Reproduce the rows from the line with "Scouting task: drop one point on every instance of the knot-like" up to and including the line with "113), (494, 518)]". Leave the pictures out of your answer.

Raw data>

══════════════════════════════

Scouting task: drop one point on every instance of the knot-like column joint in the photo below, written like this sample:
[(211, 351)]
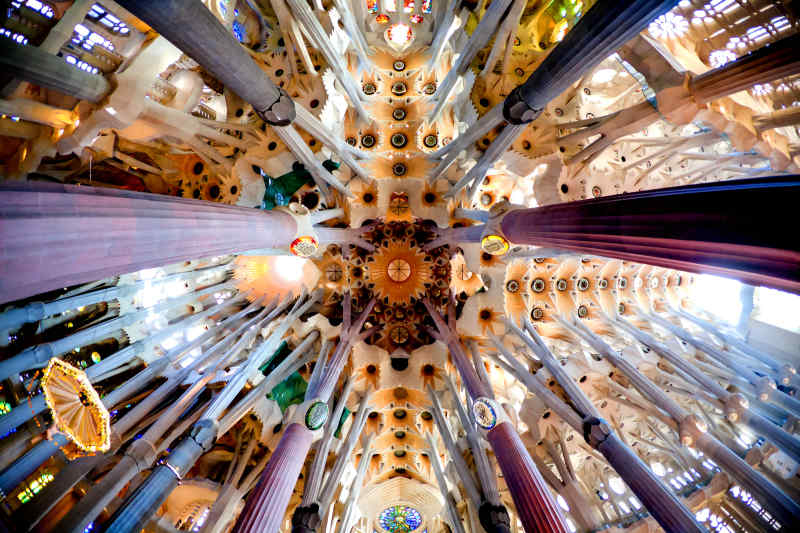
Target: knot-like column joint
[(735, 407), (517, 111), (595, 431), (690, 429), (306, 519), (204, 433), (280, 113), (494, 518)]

══════════════════════════════

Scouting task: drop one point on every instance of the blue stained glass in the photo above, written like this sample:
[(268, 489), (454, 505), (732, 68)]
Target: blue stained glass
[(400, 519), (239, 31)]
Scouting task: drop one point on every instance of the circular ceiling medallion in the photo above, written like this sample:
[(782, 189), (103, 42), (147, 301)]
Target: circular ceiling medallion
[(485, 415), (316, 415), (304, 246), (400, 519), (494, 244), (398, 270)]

══════════════════════════════

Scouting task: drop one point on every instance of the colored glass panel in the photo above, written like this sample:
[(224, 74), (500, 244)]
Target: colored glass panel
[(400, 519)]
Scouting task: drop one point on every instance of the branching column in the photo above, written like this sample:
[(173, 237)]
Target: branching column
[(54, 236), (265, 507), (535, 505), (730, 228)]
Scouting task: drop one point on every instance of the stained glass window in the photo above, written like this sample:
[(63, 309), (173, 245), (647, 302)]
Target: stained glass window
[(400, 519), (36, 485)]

══════════════════════════════

Reply to the exercise>
Scouting task: drop one point on every instance of the knot-like column joint in the photo below, written like this sample:
[(211, 351)]
Target: knot-like column joint
[(735, 407), (517, 111), (595, 431), (690, 429), (306, 519), (204, 433), (280, 113), (494, 518)]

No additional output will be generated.